→ Problem
Please update the rows below, swapping "bounding box" for "enclosing rectangle" everywhere it appears and leaving every other part untouched.
_ _ _ _
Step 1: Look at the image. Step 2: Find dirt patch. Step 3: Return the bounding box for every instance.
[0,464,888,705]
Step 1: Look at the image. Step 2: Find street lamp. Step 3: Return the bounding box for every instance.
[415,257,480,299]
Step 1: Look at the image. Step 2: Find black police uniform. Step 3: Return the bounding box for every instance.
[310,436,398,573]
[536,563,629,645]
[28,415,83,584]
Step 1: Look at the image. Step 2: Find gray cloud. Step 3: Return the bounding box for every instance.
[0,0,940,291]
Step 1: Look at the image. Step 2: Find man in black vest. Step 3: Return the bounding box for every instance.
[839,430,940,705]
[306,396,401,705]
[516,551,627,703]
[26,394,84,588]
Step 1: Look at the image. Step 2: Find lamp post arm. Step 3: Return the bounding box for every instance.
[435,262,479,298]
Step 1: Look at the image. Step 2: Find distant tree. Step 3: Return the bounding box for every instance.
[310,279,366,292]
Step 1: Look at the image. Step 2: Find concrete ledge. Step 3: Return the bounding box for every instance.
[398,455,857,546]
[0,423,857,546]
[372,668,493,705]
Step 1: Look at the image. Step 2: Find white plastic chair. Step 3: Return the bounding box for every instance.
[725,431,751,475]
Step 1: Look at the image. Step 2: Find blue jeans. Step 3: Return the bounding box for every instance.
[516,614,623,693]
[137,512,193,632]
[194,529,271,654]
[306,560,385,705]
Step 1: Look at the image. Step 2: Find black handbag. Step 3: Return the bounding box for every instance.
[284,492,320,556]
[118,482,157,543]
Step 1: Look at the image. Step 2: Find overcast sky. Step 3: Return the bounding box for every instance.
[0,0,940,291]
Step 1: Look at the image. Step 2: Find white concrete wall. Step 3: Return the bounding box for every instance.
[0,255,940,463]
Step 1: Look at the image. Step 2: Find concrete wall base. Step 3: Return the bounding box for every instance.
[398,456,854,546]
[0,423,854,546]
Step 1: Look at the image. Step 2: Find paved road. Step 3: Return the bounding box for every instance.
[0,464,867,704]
_ _ _ _
→ Task output
Step 1: Look at the image. Step 2: Find dirt patch. Step 3: Return the enclosing rectangle for every instance.
[0,464,888,705]
Step 1: Look at the image. Step 2: Find street lamp. Step 3: Return the enclosing rectangle for every instance.
[415,257,480,299]
Step 1: Look at the image. Step 2: Find black police uniform. Step 3: Return the enclosing rectangle for every instance.
[310,436,398,573]
[536,563,629,645]
[28,415,83,584]
Step 1: Look at the image. Step 2: Find gray cloud. Step 3: Return the enclosing rectangle for every instance.
[0,0,940,291]
Step 1: Look at the image. Step 2: Find man in black vest. Step 3: Return the enclosing rectangle for every instance.
[839,430,940,705]
[306,396,401,705]
[516,551,627,703]
[26,394,84,588]
Step 1: Look at the image. Step 2: Find lamp post arm. Step 3: Return the enclosing rectangle for every instance.
[435,262,479,298]
Step 1: Look at the image. Step 2: Find distant tree. Step 3: Return the enclosing rectangle for every instance.
[310,279,366,292]
Step 1: Look at the image. Step 2: Find concrete ledge. Step 3: Return the enclosing rectangle for every instance.
[398,455,857,546]
[0,423,857,546]
[372,668,493,705]
Step 1: Look at the image. Step 2: Find white plastic chair. Step 3: Return the enclosing rectangle for every instance.
[725,431,751,475]
Step 1: Look at the image. Step 2: Find blue jeans. Step 3: Return the enclosing rectangle for every instance.
[516,614,623,693]
[137,512,193,632]
[194,529,271,654]
[306,560,385,705]
Step 1: Look at the image. Step 2: Find black handbag. Step 3: Return the enclosing rectangle for every instance.
[284,492,320,556]
[118,482,157,543]
Step 1: Look at the image. Step 2: Find overcast sky. Step 3: Return the enclosing rectangle for every instance.
[0,0,940,291]
Step 1: Look at the image. Step 2: Find white concrete wall. Step 3: Return the enclosing rectangle for every instance.
[0,255,940,463]
Step 1: Look at the image. Step 2: Find concrete wall base. Step 3: Return the enclosing rectangle for every instance.
[398,456,854,546]
[0,423,854,546]
Step 1: Look at the image. Step 2: Find paved road. Step 3: Return the enclosing rectangle for every instance.
[0,464,867,704]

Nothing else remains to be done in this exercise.